Ejercicio breve 1.
Reproduce literalmente el fragmento del texto sobre homofobia y gestación subrogada que va desde "Homofobia y gestación" hasta "quinto. Qué grotesco.".

Texto fuente.
###
Homofobia y gestación subrogada
Por Pablo Pérez Navarro
Hace unos días,
a través del móvil, en el grupo preparativo de una charla sobre la gestación de
moda, otra de las ponentes compartió la imagen de un musculado cuerpo masculino,
tatuado y sin camiseta, con un bebé en brazos. La leyenda, sobreimpresa en
letras grandes: gaypitalismo. Si la ocurrencia hubiera antecedido a una charla
en Hazte Oír, no habría tenido mayor interés. Apenas habría sido una forma
ingeniosa de advertir que si les concedes el derecho a las mujeres para gestar
para terceras personas, imagínate, alguna podría concebir el bebé de la
musculoca del quinto. Qué grotesco.
Solo que
aquello no era Hazte Oír, sino un espacio transfeminista. Pese a lo cual, allí
estaba aquella imagen, con el aire condescendiente de quien se pasea por su
propia casa, asociando la crítica anticapitalista a esta técnica de
reproducción asistida con cierta imagen de la paternidad gay. Llegando a
fundirlas en un despreciativo lema. La subrogada no sólo es propia de gays
normalizados estética y políticamente, gritaba la imagen para anticipar el
debate, sino que refleja todos los males, además, del sistema de explotación
capitalista. ¿La de quién? Sin duda, la del cuerpo ausente, el de la gestante
que parió al bebé que terminó, vía explotación reproductiva, en los brazos de la
paternidad sin madres.
Más allá de lo
anecdótico, conviene tener muy presente que la crianza de nacimiento sin figuras
maternas que permite la gestación subrogada no es algo que inquiete sólo a la
homofobia más fácilmente ubicable y reconocible. Ni muchísimo menos. Al calor
del debate, no es raro encontrar incluso a feministas de este milenio súbitamente
preocupadas por cosas tales como el derecho de los bebés a recibir leche
materna. ¿Quién amamantará al bebé del gaypitalismo? Se preguntan. Entre la
gestante que no asume relación maternal alguna y las crianzas de nacimiento sin
madres, el orden simbólico de la madre salta hecho pedazos.
###
Datos del ejercicio.
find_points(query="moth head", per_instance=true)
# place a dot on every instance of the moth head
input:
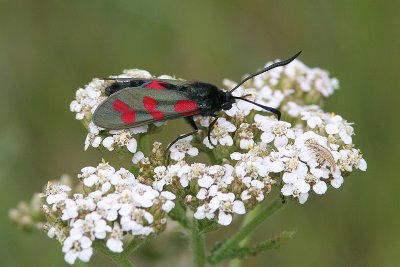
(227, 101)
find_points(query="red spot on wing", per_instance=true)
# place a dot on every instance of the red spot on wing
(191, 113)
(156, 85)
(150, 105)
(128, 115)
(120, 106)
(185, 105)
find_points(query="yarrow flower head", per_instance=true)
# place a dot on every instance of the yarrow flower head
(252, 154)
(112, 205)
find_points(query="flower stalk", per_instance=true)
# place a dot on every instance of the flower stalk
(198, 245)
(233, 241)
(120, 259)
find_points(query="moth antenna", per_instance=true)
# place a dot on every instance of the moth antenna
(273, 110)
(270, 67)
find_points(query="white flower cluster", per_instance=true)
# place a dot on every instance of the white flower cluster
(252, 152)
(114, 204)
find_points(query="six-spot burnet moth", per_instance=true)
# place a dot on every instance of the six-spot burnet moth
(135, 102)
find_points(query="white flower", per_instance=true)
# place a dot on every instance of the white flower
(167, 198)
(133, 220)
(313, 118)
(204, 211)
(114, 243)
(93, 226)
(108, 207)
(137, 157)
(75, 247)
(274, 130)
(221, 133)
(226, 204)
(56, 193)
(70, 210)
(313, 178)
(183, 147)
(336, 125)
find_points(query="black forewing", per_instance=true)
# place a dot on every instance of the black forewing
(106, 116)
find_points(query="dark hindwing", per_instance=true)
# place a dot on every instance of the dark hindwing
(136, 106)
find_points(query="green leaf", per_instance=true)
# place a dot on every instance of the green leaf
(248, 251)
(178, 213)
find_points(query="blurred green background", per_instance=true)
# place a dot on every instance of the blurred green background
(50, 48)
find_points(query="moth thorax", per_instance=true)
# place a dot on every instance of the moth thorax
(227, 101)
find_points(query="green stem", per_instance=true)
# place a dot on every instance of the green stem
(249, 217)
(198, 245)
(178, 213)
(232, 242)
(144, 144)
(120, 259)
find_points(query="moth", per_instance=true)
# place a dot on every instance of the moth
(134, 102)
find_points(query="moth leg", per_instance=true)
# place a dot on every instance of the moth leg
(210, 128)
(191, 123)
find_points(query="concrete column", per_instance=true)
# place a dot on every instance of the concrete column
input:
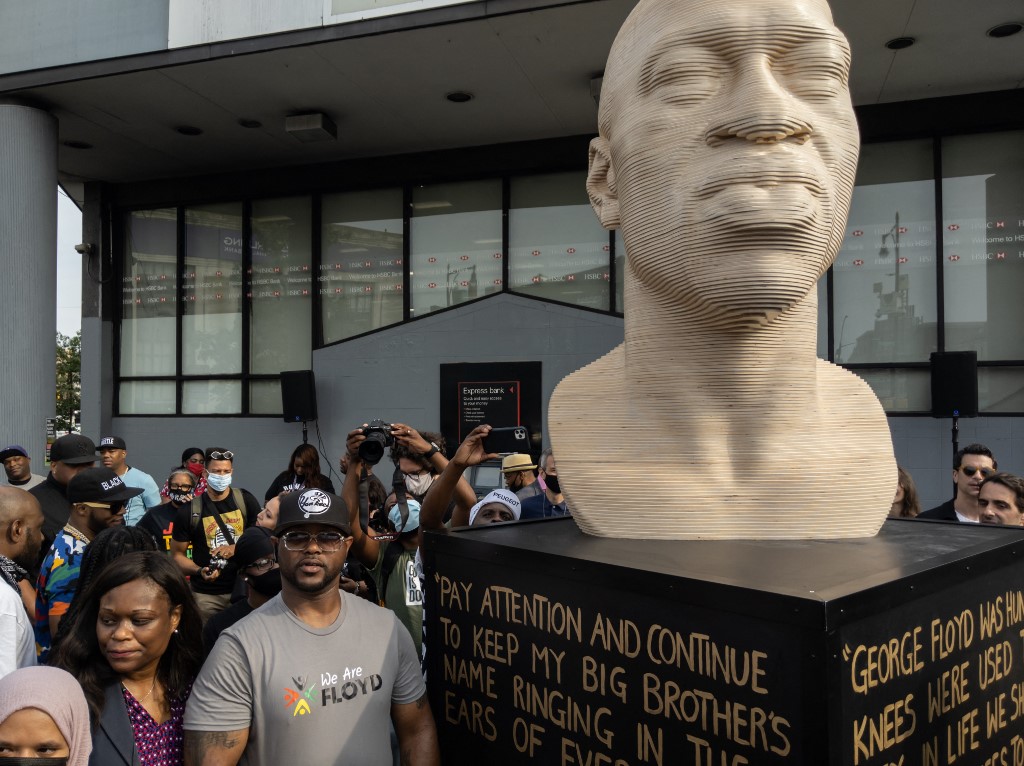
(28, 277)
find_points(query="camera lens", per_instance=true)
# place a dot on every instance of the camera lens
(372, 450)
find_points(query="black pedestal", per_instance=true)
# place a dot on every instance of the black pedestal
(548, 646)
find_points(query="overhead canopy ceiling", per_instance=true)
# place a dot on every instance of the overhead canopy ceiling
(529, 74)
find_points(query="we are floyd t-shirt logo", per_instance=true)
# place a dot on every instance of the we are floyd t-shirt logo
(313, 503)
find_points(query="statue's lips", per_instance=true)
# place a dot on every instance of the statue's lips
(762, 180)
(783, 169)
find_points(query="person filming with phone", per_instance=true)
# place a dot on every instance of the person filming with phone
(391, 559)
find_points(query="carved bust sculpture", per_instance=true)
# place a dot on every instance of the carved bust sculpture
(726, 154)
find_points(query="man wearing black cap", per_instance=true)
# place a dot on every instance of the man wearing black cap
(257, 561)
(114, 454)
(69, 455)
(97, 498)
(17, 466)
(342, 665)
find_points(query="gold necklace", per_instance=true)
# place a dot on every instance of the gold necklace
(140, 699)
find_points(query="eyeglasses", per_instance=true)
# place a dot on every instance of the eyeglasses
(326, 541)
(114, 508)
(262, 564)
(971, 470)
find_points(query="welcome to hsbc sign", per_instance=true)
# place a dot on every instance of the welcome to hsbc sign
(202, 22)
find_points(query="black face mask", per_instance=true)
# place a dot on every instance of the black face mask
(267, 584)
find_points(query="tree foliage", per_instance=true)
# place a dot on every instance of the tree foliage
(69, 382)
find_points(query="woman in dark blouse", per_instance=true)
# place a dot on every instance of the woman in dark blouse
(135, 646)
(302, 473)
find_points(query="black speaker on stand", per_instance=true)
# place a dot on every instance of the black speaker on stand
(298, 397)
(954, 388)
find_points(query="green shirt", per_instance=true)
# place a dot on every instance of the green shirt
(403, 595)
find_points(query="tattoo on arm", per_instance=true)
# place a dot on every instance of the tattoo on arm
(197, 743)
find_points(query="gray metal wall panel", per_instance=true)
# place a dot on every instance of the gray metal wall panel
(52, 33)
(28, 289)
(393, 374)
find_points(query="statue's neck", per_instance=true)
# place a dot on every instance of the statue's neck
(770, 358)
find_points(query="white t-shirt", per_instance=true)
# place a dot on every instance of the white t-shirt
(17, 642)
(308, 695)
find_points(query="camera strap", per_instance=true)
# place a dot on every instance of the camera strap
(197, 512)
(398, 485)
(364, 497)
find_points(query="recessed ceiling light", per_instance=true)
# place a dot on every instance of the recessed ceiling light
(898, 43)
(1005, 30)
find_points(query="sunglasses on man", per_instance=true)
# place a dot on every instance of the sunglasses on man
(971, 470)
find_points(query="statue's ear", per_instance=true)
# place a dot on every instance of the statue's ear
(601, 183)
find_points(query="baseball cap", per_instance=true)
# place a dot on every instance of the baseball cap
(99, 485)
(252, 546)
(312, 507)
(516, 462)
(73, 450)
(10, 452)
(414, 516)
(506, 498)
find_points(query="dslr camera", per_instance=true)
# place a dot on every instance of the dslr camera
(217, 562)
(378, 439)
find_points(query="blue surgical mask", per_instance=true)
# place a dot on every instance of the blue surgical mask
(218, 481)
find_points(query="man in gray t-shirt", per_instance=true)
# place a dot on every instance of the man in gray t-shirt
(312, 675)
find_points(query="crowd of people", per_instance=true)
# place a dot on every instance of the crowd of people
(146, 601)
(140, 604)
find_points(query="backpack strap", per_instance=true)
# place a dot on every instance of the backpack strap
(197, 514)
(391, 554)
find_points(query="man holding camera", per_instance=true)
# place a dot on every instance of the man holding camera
###
Ejercicio breve 2.
Cuenta cuántas líneas del listado contienen la palabra "statue" y responde solo con ese número.

Respuesta del ejercicio 1.
Homofobia y gestación subrogada
Por Pablo Pérez Navarro
Hace unos días,
a través del móvil, en el grupo preparativo de una charla sobre la gestación de
moda, otra de las ponentes compartió la imagen de un musculado cuerpo masculino,
tatuado y sin camiseta, con un bebé en brazos. La leyenda, sobreimpresa en
letras grandes: gaypitalismo. Si la ocurrencia hubiera antecedido a una charla
en Hazte Oír, no habría tenido mayor interés. Apenas habría sido una forma
ingeniosa de advertir que si les concedes el derecho a las mujeres para gestar
para terceras personas, imagínate, alguna podría concebir el bebé de la
musculoca del quinto. Qué grotesco.

Respuesta del ejercicio 2.
6